For example, for this plot, we’d like the line to be dark gray for all observations, and we’d like the points to be a little bigger. To specify a constant aesthetic, move it outside of the aes call. For colors, you can set a constant value to one of the many named “R Colors”1414 See this website for examples and names (make sure you put the color name inside parentheses—otherwise, R will think you’re refering to an R object). Constant point size values can be specified using numbers, where larger numbers will make bigger points and the default value is somewhere around 1.1515 For an in-depth look at aesthetic specifications, see the ggplot2 specs vignette Try numbers bigger than 1 (e.g., 1.5, 2) for bigger points and smaller values (e.g., 0.8, 0.5) for smaller points.

The following code will set the line to be dark gray and the points to be a bit larger (result in Figure 2.6):

ggplot(data = daily_fatalities) + 
  geom_line(aes(x = date, y = fatals), color = "darkgray") + 
  geom_point(aes(x = date, y = fatals, color = weekday), size = 2)

Step 4 of layering a plot: Adding constant aesthetics. In this step, we're making the line dark gray for all observations and the points a bit larger. Note that these aesthetics, since they're constant, are set outside of the 'aes' call. Also, note that thee color is specified inside quotation marks.

Figure 2.6: Step 4 of layering a plot: Adding constant aesthetics. In this step, we’re making the line dark gray for all observations and the points a bit larger. Note that these aesthetics, since they’re constant, are set outside of the ‘aes’ call. Also, note that thee color is specified inside quotation marks.

Data extracts
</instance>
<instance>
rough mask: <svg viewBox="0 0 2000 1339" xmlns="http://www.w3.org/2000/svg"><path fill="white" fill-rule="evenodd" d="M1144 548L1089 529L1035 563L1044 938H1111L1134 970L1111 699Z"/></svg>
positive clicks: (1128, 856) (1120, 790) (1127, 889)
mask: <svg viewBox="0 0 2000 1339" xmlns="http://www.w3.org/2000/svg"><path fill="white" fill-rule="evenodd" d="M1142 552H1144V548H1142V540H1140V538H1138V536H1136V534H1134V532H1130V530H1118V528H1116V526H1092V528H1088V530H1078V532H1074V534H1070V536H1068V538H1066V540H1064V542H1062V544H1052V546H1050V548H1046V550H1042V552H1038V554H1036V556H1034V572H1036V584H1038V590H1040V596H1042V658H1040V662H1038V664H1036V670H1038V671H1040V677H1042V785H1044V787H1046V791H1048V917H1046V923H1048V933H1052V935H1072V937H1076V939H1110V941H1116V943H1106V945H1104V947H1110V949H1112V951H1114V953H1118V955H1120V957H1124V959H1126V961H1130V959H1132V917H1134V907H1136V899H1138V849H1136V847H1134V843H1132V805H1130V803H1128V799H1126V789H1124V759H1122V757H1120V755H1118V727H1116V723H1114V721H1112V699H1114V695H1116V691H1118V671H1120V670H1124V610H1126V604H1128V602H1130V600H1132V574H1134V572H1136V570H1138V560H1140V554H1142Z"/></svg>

Required actions
**a.** Reproduce the portion of the ggplot2 tutorial text that begins at the words "ggplot(data = daily_fatalities)" and ends after the words "weekday), size = 2)".
**b.** Name every distinct R function that is called in the code sample of the ggplot2 tutorial text.
**c.** Continue the ggplot2 tutorial text past its final sentence, the figure caption about constant aesthetics.

Answers below
**a.**
ggplot(data = daily_fatalities) + 
  geom_line(aes(x = date, y = fatals), color = "darkgray") + 
  geom_point(aes(x = date, y = fatals, color = weekday), size = 2)

**b.** ggplot, geom_line, aes, geom_point

**c.**
We’re using the default coordinate system for this plot, so we don’t need to add a layer for the coordinate system. For plots where you need to change from this default coordinate system, you’ll add a layer that starts with coord_. For example, in the “Map” section, you’ll see how to use a geographic coordinate system using coord_map. If you want to flip your x- and y-axis (there are a few examples where this is useful), you can add a layer with coord_flip.

While we’re also using the default scales for the x aesthetic, we aren’t for the y or color aesthetic. The change to the y scale is very minimal: we’re just expanding it to include 0. This can be done by adding the layer expand_limits with the y parameter set to 0.

To change the color scale, you need to add a layer to specify the alternative color scale. We’ll use a color scale called “viridis”. This is good for discrete data (like here, where we’re showing day of the week rather than a continuous number), it really shines when you’re plotting continuous values. The order of the scale is clear to those who are colorblind, and it’s also clear when printed out on a black-and-white printer.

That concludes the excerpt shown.